### The problem
Rewrite the entries below, putting "contour" wherever "outline" occurs and leaving everything else unchanged.

### Annotation dataset entries

____________________

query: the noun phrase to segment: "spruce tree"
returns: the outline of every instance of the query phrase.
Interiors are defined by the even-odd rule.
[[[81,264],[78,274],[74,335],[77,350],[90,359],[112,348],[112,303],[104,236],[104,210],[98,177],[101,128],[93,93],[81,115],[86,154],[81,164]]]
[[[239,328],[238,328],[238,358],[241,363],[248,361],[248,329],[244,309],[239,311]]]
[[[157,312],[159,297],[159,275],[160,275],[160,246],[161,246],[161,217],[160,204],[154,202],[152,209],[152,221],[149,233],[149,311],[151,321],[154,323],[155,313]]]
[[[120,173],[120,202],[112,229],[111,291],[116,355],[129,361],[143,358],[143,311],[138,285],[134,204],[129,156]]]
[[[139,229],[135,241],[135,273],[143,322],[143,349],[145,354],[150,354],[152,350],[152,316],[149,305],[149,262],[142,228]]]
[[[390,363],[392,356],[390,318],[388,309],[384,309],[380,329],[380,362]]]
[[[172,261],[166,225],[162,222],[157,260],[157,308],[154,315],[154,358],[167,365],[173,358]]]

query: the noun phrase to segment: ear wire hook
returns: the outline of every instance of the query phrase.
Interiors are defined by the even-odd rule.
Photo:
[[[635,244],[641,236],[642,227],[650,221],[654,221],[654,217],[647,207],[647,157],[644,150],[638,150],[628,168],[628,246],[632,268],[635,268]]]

____________________

### Exercise output
query: the noun phrase to segment: "spruce tree"
returns: the contour of every instance of the query phrase.
Interiors are defined by the even-odd rule.
[[[81,264],[78,274],[74,335],[77,350],[90,359],[112,348],[112,303],[104,236],[104,210],[98,177],[101,128],[93,93],[81,115],[86,154],[81,164]]]
[[[239,328],[238,328],[238,358],[241,363],[248,361],[248,329],[244,309],[239,311]]]
[[[157,312],[159,297],[159,275],[160,275],[160,246],[161,246],[161,217],[160,204],[154,202],[152,209],[152,221],[149,233],[149,311],[151,321],[154,323],[155,313]]]
[[[120,173],[120,202],[112,229],[111,291],[116,355],[129,361],[143,358],[143,311],[138,285],[134,204],[129,156]]]
[[[139,229],[135,241],[135,273],[143,322],[143,349],[145,354],[150,354],[152,350],[152,316],[149,305],[149,262],[142,228]]]
[[[390,363],[392,356],[390,318],[388,309],[384,309],[380,329],[380,362]]]
[[[172,261],[166,225],[162,222],[157,260],[157,308],[154,315],[154,358],[167,365],[173,358]]]

query: the noun phrase to segment: ear wire hook
returns: the contour of every instance of the query phrase.
Interiors are defined by the even-odd rule.
Photo:
[[[635,244],[641,236],[642,227],[650,221],[654,221],[654,217],[647,207],[647,157],[644,150],[638,150],[628,168],[628,246],[632,268],[635,268]]]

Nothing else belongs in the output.